• [Provided text]:
• • • •

Chairman (Mayor), Ikwo Local Government Area
- In office April 1994 – May 1996
- Preceded by: Livinus Nwambe

Nigeria Ambassador to Greece
- In office February 1999 – May 2003

Federal Minister of Culture and Tourism
- In office July 2003 – June 2006
- Succeeded by: Femi Fani-Kayode

Personal details
- Born: 12 December 1953 (age 72) Abina - Amagu, Ikwo LGA, Ebonyi State, Nigeria
- Party: People's Democratic Party (PDP)
- Spouse(s): Eunice Ebin Ogbuewu and Rebecca Ogbuewu
- Education: BSc. Business Administration

= Frank Ogbuewu =

Frank Nchita Ogbuewu (born 12 December 1953) is a Nigerian political figure and a former Minister of Culture and Tourism for the country. His appointment as minister was confirmed in July 2003 by the Obasanjo administration. Frank Ogbuewu is on record as being the longest serving minister of the culture and tourism ministry in the Obasanjo administration. Prior to his appointment as minister of culture and tourism, he served as Nigeria's ambassador to Greece and was also a one time Chairman (1994–1996) of his local government council, Ikwo. His appointment as chairman (mayor) of Ikwo Local Government shot him into the political lime light and he has continued to be a proponent of youth development in his state. Ogbuewu who until August 2010 was a member of the ruling People's Democratic Party (PDP) sought his former party's gubernatorial ticket in 2007 against incumbent governor of Ebonyi State, Chief Martin Elechi but lost. He later vied for the PDP national chairmanship position but was not successful. On August 28, 2010, during the traditional marriage of his oldest daughter, Nnenna Ogbuewu, the Ambassador announced his intention to vie once again, for the office of governor in his home state of Ebonyi but this time, under a different party. His party of choice, the All Progressives Grand Alliance was made known in September 2010. On January 12, 2011, Ambassador Ogbuewu was nominated by the All Progressives Grand Alliance with a total vote of 1852 to represent the party in the April 16, 2011 gubernatorial election.

• • • •

• [Material supplied]:

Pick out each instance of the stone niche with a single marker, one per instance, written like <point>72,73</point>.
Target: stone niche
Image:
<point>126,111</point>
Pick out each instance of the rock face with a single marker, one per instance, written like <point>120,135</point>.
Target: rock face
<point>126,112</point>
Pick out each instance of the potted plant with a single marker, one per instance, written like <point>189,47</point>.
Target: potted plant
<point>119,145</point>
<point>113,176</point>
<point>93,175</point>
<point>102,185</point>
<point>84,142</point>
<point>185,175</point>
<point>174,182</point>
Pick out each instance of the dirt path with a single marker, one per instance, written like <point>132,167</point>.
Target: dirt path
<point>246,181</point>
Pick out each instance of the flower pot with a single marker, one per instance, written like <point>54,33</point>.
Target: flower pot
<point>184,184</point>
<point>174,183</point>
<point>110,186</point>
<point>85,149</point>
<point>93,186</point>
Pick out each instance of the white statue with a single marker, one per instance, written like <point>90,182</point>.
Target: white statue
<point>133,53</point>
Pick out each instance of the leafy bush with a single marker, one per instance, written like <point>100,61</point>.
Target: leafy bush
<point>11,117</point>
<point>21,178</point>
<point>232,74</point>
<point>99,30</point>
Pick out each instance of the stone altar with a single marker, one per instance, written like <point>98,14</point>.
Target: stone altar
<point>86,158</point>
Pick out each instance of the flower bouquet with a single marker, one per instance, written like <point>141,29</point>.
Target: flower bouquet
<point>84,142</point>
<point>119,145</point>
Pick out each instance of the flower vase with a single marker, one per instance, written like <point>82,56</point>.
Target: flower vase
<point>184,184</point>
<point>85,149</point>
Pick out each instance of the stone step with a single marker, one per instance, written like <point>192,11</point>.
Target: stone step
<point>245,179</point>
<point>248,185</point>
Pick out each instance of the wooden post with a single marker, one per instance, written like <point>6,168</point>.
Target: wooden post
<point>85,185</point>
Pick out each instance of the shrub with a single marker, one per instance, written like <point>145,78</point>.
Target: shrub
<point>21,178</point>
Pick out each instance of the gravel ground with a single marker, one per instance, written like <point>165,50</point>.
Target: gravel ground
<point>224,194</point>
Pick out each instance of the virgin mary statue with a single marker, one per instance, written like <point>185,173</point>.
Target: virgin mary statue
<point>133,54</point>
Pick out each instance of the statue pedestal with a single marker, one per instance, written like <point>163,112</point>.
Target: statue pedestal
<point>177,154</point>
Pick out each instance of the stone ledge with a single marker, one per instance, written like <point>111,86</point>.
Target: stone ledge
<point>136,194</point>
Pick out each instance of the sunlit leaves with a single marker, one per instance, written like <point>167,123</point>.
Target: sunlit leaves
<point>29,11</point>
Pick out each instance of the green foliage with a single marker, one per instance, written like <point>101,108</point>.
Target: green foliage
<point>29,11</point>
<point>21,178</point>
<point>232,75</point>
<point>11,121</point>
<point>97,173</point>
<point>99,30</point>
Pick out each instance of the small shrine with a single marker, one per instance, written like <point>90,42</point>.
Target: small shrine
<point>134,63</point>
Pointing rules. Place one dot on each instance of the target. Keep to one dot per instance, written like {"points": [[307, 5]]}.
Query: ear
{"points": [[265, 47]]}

• • • •

In the Frank Ogbuewu profile, which party nominated him on January 12, 2011, to contest the April 16, 2011 gubernatorial election?

• [Answer space]:
The All Progressives Grand Alliance